> **What you should do**
Find every line in the entries below that contains the string "target", and copy each of those lines out in full. Treat uppercase and lowercase letters as different.
-- start --
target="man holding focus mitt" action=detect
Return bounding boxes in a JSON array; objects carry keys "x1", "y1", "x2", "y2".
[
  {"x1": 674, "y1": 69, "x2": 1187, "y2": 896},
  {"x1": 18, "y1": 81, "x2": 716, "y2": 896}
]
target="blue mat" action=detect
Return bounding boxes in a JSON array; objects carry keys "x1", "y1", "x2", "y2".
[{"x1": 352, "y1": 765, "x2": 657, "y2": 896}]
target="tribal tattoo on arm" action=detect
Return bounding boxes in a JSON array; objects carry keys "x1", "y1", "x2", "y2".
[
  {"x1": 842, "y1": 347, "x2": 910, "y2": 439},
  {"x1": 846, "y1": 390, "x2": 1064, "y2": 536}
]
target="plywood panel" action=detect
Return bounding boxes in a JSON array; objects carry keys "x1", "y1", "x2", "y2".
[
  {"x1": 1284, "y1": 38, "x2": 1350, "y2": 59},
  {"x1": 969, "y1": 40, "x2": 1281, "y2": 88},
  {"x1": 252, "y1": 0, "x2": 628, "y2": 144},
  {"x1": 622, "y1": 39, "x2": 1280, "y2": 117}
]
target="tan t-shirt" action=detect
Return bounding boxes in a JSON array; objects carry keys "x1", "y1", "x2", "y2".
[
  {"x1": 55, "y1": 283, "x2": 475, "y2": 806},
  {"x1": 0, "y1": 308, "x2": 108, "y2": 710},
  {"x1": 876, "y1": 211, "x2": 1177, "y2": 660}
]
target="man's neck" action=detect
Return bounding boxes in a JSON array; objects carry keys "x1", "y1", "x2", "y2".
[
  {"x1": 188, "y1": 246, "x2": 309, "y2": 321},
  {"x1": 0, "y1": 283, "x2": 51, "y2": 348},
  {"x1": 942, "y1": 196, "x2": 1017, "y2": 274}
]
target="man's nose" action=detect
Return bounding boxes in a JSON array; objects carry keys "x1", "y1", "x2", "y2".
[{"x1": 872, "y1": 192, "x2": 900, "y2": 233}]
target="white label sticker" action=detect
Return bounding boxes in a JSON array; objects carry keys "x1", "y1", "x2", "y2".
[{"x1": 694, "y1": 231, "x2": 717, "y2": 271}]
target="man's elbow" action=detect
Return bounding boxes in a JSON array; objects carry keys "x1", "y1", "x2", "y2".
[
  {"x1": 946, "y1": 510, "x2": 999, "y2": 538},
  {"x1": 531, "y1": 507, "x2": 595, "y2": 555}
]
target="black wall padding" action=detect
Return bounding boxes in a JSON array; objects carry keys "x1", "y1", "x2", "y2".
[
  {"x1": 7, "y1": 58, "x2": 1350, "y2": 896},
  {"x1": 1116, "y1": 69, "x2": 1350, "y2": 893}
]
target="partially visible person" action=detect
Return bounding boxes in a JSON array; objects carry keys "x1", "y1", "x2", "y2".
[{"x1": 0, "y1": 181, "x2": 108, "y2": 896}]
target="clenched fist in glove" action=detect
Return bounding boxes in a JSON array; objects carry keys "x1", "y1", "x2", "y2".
-- end --
> **Full response**
target="man holding focus mitt" action=detect
target="blue mat" action=detect
target="tribal tattoo on arm" action=detect
target="plywood panel" action=detect
target="tan t-shirt" action=detect
target="man's neck" action=detect
target="man's nose" action=detect
target="white label sticker" action=detect
target="man's elbow" action=detect
target="black wall padding" action=detect
target="partially visible person" action=detect
target="clenched fist in glove" action=detect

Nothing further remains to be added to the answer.